- **Problema proposto 1**
Ricopi senza alcuna modifica le righe dei record, cominciando da quella che contiene "out the tiled" e terminando con quella che contiene "[(71, 719)]", entrambe comprese.

- **Sezione del testo**
....................

Non basta più il “siộr plevan”
di Grazia Fuccaro e Roberto
Pensa
Sempre più “laiche” le domeniche
dei friulani. Eucaristia due volte al mese: capita in 84 paesi del
Friuli… Un dramma? Affatto. L’assenza del sacerdote alla domenica
crea certo disagi e sofferenze ma le comunità reagiscono. Oltre
all’apporto dei diaconi si punta a far crescere la ministerialità
laicale
Comunità orfane della
Messa. Sono 84 in diocesi i paesi che a turno non hanno assicurata
la celebrazione eucaristica domenicale, e altre decine a breve
sperimenteranno la stessa situazione. Una situazione che genera
sofferenza, ma che è anche una occasione preziosa per ripensare a
come vivere la ministerialità e la corresponsabilità di tutti i
battezzati nella propria comunità. Ancora, a far riscoprire la
domenica come il giorno del Signore da solennizzare
comunitariamente, se non sempre «con la celebrazione della
frazione del pane, almeno con la proclamazione della parola di Dio
e con opere di carità e assistenza». Non è forse vero che il
valore delle cose si riscopre quando esse vengono meno? C’è anche
una certa resistenza da parte di molti paesi a comprendere le
ragioni del prete che veramente non riesce a coprire tutte le
esigenze del territorio che gli è stato affidato e che non ci sta
a fare il «forzato» delle Messe. A questo proposito, un
orientamento diocesano dice: «Si faccia in modo che i celebranti
abbiano un tempo sufficiente tra una celebrazione e un’altra
(almeno un’ora e mezza) per poter iniziare e terminare una
liturgia con ritmi rispettosi della celebrazione stessa e delle
persone. Non celebrino normalmente più di due 5. Messe nello
stesso giorno». Inoltre ogni forania è invitata ad assicurare la
celebrazione dell’Eucaristia con equità tra i diversi paesi
tenendo conto delle parrocchie da servire, dei paesi con le loro
chiese, delle tradizioni e delle esigenze effettive e delle
persone disponibili alla ministerialità. Da ultimo si raccomanda
che in ogni giorno festivo in tutti i paesi, anche se piccoli, si
tengano aperte le chiese per favorire la preghiera e si fissi un
orario per la celebrazione dell’Eucaristia o della Parola.

....................

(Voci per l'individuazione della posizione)

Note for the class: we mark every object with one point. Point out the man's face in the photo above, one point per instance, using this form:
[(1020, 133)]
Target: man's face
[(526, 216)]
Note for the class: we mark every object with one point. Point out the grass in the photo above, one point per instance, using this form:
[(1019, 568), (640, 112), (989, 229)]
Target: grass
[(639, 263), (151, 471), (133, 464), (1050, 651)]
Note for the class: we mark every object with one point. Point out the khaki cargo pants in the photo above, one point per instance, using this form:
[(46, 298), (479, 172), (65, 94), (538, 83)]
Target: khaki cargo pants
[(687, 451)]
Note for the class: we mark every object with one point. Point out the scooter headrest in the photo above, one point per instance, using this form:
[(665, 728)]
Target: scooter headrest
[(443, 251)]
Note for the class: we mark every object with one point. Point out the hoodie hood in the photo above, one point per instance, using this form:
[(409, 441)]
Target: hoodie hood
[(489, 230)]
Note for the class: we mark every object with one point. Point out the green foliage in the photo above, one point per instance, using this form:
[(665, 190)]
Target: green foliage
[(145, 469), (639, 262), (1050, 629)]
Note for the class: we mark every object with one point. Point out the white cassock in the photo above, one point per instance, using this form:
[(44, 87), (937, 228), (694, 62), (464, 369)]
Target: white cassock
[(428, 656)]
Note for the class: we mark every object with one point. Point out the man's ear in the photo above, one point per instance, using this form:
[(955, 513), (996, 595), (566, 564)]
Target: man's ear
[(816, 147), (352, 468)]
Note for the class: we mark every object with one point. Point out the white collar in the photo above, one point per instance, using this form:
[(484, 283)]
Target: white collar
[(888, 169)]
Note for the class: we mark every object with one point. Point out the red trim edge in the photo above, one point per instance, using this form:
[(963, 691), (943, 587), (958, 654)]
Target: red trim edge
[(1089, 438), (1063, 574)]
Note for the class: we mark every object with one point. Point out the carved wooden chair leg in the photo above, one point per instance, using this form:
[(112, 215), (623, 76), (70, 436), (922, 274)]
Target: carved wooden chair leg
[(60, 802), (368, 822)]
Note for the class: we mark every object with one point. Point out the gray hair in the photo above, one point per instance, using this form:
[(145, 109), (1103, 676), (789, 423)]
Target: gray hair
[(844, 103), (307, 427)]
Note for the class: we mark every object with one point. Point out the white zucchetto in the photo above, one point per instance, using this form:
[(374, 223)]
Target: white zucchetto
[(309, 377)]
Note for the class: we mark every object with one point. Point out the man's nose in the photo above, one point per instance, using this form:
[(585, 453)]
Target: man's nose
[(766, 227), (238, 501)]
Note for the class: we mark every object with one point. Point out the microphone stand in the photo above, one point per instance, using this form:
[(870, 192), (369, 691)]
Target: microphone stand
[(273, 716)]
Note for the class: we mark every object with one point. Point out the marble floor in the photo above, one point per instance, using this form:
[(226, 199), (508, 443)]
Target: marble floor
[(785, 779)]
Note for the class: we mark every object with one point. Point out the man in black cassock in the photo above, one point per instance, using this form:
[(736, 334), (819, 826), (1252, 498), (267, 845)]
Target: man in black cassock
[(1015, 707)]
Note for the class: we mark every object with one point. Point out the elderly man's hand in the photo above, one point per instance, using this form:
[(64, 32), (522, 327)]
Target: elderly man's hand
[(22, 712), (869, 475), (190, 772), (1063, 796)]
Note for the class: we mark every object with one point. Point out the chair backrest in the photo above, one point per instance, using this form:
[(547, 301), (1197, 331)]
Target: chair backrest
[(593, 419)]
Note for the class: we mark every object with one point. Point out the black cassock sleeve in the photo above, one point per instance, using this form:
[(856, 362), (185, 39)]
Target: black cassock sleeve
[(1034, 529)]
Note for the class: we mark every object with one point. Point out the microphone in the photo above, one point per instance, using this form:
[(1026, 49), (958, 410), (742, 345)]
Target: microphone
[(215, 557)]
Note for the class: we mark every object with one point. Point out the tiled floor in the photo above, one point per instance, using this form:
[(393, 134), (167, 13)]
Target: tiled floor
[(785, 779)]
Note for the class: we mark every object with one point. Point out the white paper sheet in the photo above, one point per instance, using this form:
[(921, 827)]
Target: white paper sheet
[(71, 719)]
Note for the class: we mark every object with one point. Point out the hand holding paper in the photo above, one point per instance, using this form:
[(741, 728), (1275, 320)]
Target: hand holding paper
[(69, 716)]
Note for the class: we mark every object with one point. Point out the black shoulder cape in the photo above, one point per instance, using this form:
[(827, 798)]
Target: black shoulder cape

....................

- **Problema proposto 2**
Elenchi ciò di cui, secondo il testo sulle domeniche senza Messa in Friuli, ogni forania deve tenere conto per assicurare con equità la celebrazione dell'Eucaristia tra i diversi paesi.

- **Soluzione del problema 1**
Note for the class: we mark every object with one point. Point out the tiled floor in the photo above, one point per instance, using this form:
[(393, 134), (167, 13)]
Target: tiled floor
[(785, 779)]
Note for the class: we mark every object with one point. Point out the white paper sheet in the photo above, one point per instance, using this form:
[(921, 827)]
Target: white paper sheet
[(71, 719)]

- **Soluzione del problema 2**
- le parrocchie da servire
- i paesi con le loro chiese
- le tradizioni
- le esigenze effettive
- le persone disponibili alla ministerialità